## Task directions
Convert every line of the listing into a Markdown table with the columns Row and Line, numbering the rows, skipping blank lines, and leaving out the pictures.

## Given entries
╔══

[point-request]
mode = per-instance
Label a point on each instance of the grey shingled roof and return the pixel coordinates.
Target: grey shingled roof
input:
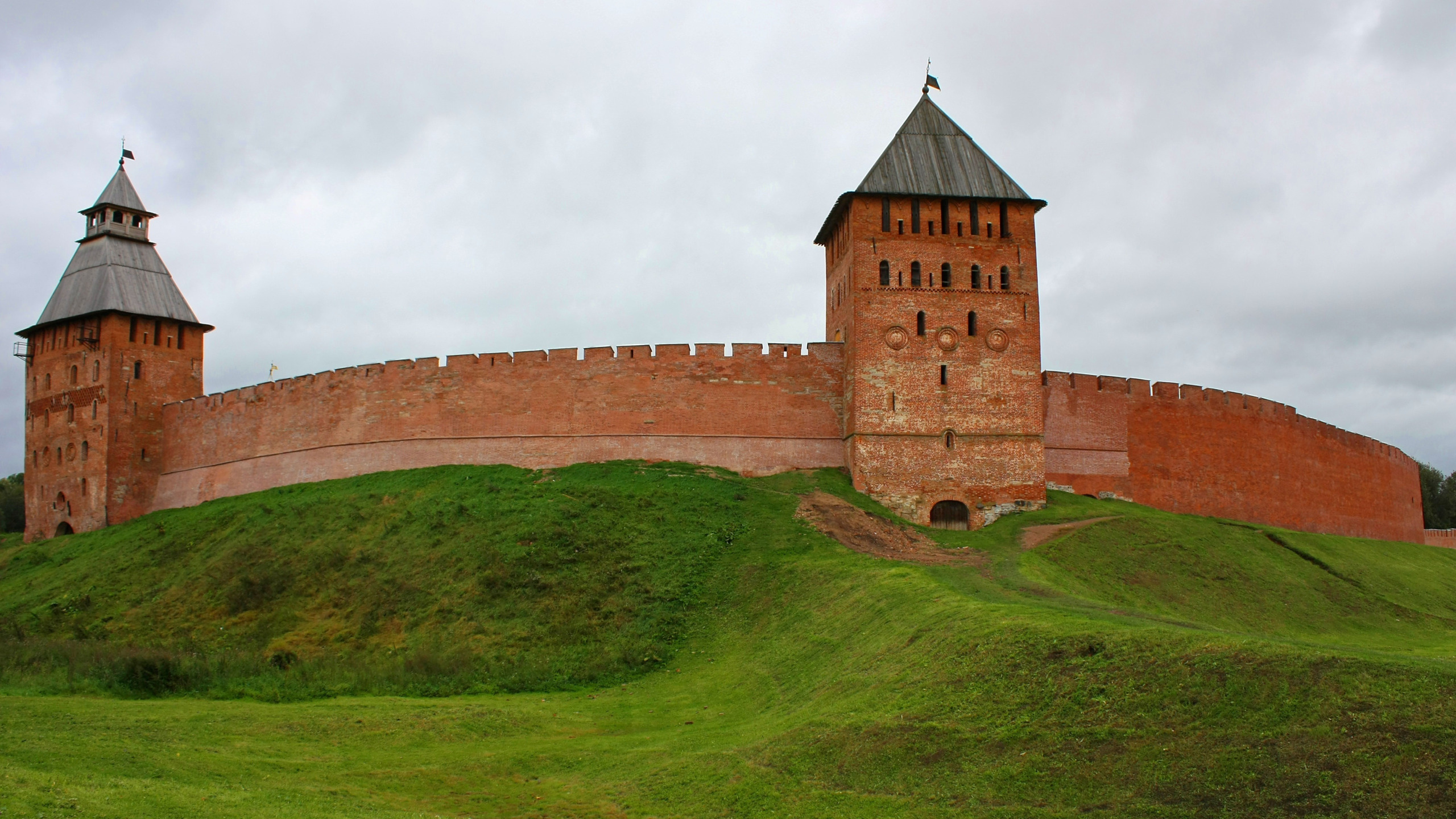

╚══

## Output below
| Row | Line |
|---|---|
| 1 | [point-request] |
| 2 | mode = per-instance |
| 3 | Label a point on each instance of the grey shingled roof and return the pixel coordinates. |
| 4 | Target: grey shingled roof |
| 5 | input: |